## TAREAS Y EJERCICIOS
(1) Transcribe sin cambios el fragmento del texto sobre el colibrí que comienza con las palabras que contienen "El autor de" y termina con "observa, felizmente absorto.".
(2) Según el texto sobre el colibrí, ¿en qué ciudad y en qué año se publicó la obra de Maximiliano de Habsburgo de la que procede la cita?

## TEXTO DE REFERENCIA
··········
“Yo caminaba al frente del grupo, entre dos muros de espeso follaje. De pronto, alguna cosa cruzó frente a mí, rápida y casi inmaterial como un pensamiento. Mis sentidos estaban alertas y no se me escapaba ni un movimiento ni un ruido. Otra vez pasó aquello como un relámpago, y lo vi subir y bajar en el aire. Al fin se concentró en una liana, cerca de mí.

Eran una vibración y un zumbido constantes, como una idea montada en la mera palpitación de las alas y flotante en el espacio. Llamé a mis compañeros y rodeamos aquella maravilla. Aumentaba el encanto de la aparición el hecho de que este diminuto ser es inasible; ni podemos reproducir sus movimientos, ni guardarlo en cautividad. Semejante a una imagen soñada, aparece cuando menos se le espera, y huye cuando más nos atrae”.

El autor de esta descripción del colibrí fue un personaje histórico: Maximiliano de Habsburgo. El futuro emperador de México vio por primera vez esta ave en la selva brasileña, siendo un joven aficionado a la observación de la naturaleza. La cita corresponde a su obra Aus meinen Leben. Reiseskizze: Aphorismen: Gedichte, publicada en Viena en 1862.

Don Alfonso Reyes la incluyó en su libro Norte y Sur (Editorial Leyenda, 1944).

Fugaz como una idea que atraviesa la mente, brillante como luz multicolor, destello que deslumbra, etéreo como el amor, así es el colibrí, esa ave pequeña (mide entre 9.5 y 15 centímetros), cuya belleza es capaz de atrapar la atención del que la observa, felizmente absorto.

Los colores de sus plumas son inverosímiles. Se pueden observar mejor en una fotografía que en la realidad, cuando una cámara de última generación capta sus movimientos y detiene su belleza en una imagen electrónica. Como si fuera un truco de magia, explicado gracias a la tecnología.
··········
## ENTRADAS EXTRAÍDAS
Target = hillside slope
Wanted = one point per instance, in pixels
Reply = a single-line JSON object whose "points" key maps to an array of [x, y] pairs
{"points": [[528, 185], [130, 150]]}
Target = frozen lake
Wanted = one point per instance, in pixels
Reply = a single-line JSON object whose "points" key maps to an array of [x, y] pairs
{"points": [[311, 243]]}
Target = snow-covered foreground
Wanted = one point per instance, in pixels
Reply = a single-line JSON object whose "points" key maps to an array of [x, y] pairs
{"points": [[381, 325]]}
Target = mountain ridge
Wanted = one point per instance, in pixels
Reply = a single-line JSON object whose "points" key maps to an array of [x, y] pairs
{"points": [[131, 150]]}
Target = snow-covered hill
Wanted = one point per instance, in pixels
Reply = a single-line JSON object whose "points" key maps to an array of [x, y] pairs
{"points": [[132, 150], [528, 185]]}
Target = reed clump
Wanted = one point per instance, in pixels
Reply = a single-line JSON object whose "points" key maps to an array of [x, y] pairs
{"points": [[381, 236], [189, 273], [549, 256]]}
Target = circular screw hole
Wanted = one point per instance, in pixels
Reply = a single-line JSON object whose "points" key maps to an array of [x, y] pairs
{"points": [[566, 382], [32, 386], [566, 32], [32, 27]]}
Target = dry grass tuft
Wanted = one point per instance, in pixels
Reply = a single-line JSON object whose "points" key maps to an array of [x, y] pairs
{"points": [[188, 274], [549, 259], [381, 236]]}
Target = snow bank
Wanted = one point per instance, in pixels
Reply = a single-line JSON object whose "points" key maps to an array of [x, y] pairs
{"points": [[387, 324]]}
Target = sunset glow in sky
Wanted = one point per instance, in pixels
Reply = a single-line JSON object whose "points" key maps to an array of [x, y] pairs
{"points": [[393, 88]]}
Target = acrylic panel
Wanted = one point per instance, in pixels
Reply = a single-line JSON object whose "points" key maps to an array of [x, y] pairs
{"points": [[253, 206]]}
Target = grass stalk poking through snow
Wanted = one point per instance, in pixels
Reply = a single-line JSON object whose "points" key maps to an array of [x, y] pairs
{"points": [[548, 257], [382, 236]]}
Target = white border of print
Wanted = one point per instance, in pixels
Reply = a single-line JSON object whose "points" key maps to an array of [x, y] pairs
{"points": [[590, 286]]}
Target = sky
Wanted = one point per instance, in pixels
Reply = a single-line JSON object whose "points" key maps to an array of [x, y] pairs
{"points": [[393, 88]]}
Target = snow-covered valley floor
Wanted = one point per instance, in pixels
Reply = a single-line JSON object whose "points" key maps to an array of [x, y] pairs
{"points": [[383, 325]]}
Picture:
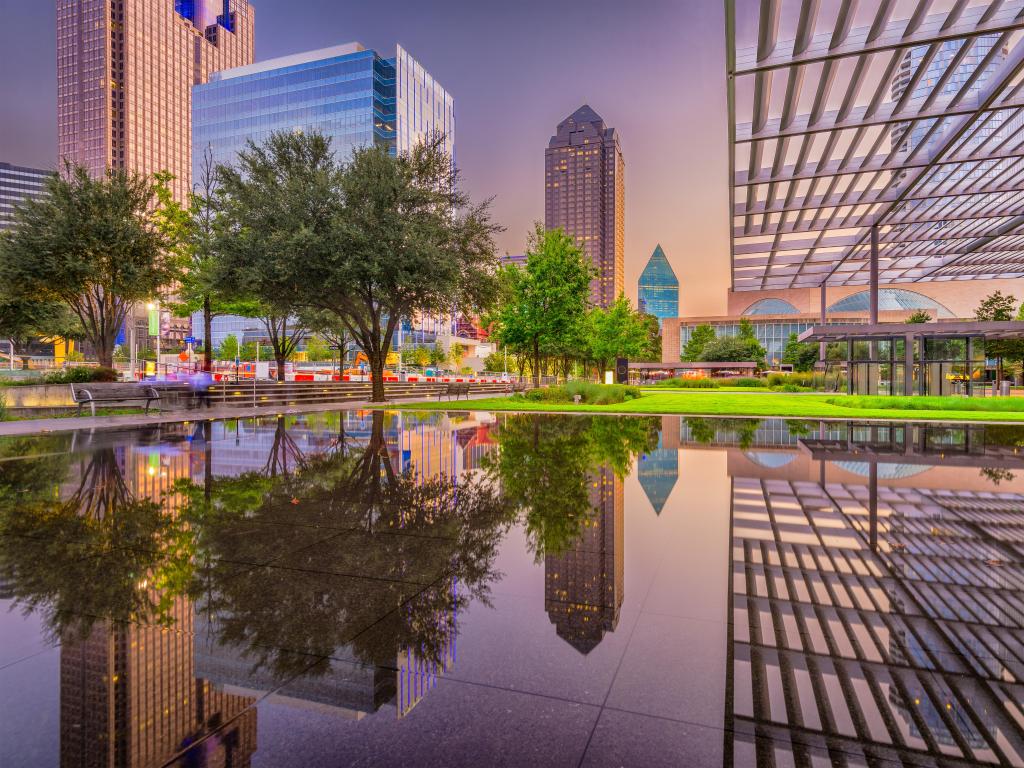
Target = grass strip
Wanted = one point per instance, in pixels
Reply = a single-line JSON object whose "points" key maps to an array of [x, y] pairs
{"points": [[701, 402]]}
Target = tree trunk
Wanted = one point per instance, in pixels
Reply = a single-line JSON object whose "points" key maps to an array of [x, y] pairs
{"points": [[377, 375], [207, 335]]}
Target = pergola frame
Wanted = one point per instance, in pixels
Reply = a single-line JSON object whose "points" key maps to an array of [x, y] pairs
{"points": [[865, 168]]}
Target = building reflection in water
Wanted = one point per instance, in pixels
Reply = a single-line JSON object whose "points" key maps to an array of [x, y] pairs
{"points": [[584, 585], [879, 623]]}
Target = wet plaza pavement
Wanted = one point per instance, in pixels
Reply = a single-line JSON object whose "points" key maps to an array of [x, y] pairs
{"points": [[378, 589]]}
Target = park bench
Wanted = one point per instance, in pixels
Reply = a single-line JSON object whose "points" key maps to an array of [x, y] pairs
{"points": [[93, 393], [456, 389]]}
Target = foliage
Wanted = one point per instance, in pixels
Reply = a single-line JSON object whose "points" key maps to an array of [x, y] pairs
{"points": [[96, 245], [597, 394], [382, 239], [82, 375], [748, 381], [699, 338], [999, 307], [733, 349], [918, 316], [616, 332], [544, 304], [678, 383], [802, 355]]}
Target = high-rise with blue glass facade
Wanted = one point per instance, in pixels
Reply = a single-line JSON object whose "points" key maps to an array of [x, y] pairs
{"points": [[657, 290], [347, 92]]}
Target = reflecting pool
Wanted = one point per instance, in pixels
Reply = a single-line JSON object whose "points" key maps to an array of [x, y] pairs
{"points": [[393, 589]]}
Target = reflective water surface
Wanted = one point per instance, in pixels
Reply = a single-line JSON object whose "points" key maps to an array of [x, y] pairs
{"points": [[373, 589]]}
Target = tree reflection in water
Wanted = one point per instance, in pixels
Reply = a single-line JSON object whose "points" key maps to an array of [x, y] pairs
{"points": [[88, 551], [388, 523], [545, 465]]}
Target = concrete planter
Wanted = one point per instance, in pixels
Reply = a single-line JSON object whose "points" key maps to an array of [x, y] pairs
{"points": [[38, 395]]}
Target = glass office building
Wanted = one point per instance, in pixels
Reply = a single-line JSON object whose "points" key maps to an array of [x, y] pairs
{"points": [[657, 291], [16, 185], [347, 92]]}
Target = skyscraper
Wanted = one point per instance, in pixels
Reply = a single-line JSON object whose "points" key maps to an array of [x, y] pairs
{"points": [[585, 195], [125, 72], [657, 290], [347, 92], [584, 585], [17, 184]]}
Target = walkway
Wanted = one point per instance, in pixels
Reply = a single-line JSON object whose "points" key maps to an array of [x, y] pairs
{"points": [[36, 426]]}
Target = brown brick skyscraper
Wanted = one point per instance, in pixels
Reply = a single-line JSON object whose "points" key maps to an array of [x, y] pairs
{"points": [[125, 72], [585, 194]]}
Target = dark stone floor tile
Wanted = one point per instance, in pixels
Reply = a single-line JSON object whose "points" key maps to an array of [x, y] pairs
{"points": [[516, 645], [376, 555], [624, 739], [30, 711], [300, 611], [450, 724], [674, 668]]}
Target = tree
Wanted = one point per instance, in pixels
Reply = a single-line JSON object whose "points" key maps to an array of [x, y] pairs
{"points": [[802, 355], [96, 245], [616, 332], [733, 349], [699, 338], [544, 304], [456, 353], [381, 239], [918, 316], [999, 307]]}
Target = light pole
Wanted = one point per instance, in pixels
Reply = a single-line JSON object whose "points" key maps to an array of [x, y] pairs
{"points": [[155, 307]]}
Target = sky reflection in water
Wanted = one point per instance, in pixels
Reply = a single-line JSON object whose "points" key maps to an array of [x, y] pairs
{"points": [[398, 589]]}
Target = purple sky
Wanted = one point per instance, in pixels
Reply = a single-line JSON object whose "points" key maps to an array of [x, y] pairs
{"points": [[654, 70]]}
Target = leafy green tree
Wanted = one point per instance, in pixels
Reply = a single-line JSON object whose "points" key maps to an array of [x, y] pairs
{"points": [[96, 245], [381, 239], [616, 332], [802, 355], [457, 352], [999, 307], [699, 338], [437, 355], [918, 316], [733, 349], [544, 304]]}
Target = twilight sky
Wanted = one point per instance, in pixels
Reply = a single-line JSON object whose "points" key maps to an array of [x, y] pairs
{"points": [[654, 70]]}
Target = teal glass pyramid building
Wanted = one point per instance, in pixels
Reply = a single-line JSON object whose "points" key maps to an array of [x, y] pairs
{"points": [[657, 291]]}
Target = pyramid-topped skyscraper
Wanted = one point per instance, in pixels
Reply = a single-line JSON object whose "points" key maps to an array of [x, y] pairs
{"points": [[657, 291]]}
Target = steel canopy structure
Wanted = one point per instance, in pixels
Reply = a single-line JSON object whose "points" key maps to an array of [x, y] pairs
{"points": [[877, 142]]}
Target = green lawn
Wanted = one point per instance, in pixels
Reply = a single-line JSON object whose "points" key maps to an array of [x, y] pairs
{"points": [[705, 402]]}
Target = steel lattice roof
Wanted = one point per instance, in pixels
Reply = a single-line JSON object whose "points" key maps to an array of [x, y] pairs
{"points": [[846, 116]]}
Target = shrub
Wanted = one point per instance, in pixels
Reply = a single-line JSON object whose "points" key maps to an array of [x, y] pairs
{"points": [[748, 382], [797, 379], [592, 394], [82, 376], [688, 384]]}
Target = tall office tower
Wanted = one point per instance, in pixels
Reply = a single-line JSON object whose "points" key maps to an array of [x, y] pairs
{"points": [[17, 184], [125, 72], [584, 586], [347, 92], [585, 195], [657, 290]]}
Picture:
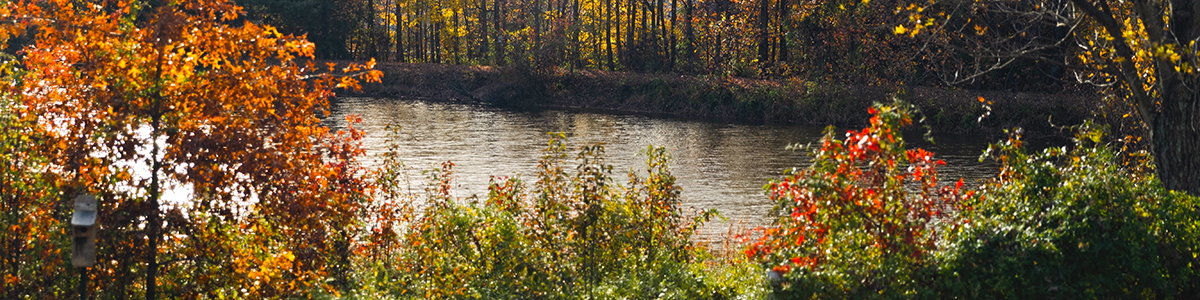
··········
## RESPUESTAS DE EJERCICIOS
(1)
El autor de esta descripción del colibrí fue un personaje histórico: Maximiliano de Habsburgo. El futuro emperador de México vio por primera vez esta ave en la selva brasileña, siendo un joven aficionado a la observación de la naturaleza. La cita corresponde a su obra Aus meinen Leben. Reiseskizze: Aphorismen: Gedichte, publicada en Viena en 1862.

Don Alfonso Reyes la incluyó en su libro Norte y Sur (Editorial Leyenda, 1944).

Fugaz como una idea que atraviesa la mente, brillante como luz multicolor, destello que deslumbra, etéreo como el amor, así es el colibrí, esa ave pequeña (mide entre 9.5 y 15 centímetros), cuya belleza es capaz de atrapar la atención del que la observa, felizmente absorto.

(2) En Viena, en 1862.